### [Exercise data]
## Begin

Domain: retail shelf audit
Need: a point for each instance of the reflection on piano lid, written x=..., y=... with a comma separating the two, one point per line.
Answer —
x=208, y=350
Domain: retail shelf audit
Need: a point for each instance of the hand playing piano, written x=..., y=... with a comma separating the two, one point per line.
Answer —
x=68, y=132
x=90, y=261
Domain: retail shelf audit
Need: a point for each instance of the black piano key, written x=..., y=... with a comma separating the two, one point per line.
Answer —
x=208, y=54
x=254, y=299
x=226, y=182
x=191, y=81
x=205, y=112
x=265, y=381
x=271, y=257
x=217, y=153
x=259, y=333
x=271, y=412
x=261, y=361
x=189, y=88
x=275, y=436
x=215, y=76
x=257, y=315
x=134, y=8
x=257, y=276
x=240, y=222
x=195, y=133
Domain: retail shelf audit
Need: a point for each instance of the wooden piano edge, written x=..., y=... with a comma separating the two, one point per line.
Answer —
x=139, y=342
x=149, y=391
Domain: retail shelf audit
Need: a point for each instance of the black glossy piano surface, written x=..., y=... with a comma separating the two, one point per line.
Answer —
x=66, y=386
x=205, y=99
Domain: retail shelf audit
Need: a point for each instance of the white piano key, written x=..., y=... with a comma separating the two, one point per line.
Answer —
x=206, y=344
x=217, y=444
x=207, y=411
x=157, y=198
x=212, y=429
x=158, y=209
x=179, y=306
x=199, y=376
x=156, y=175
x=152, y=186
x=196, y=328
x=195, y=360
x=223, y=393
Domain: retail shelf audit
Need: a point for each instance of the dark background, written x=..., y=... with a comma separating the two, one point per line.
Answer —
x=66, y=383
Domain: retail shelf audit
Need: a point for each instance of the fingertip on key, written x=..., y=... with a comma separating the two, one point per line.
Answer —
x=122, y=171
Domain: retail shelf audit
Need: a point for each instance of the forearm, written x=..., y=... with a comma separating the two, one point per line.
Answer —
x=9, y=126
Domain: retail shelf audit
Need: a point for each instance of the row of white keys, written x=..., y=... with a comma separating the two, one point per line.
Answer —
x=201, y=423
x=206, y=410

## End
## Begin

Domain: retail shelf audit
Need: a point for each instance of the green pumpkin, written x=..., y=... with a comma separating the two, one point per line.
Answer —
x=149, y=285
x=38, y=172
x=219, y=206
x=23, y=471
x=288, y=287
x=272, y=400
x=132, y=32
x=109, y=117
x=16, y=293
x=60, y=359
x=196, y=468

## End

### [Exercise directions]
Pull out each line of the material above that contains the word "white" and list those lines in their original order.

### [Response to the exercise]
Need: a point for each instance of the white piano key, written x=..., y=... with a comma separating the two, one point per line.
Need: a point for each instance of the row of white keys, written x=..., y=... with a comma separating the two, one point per line.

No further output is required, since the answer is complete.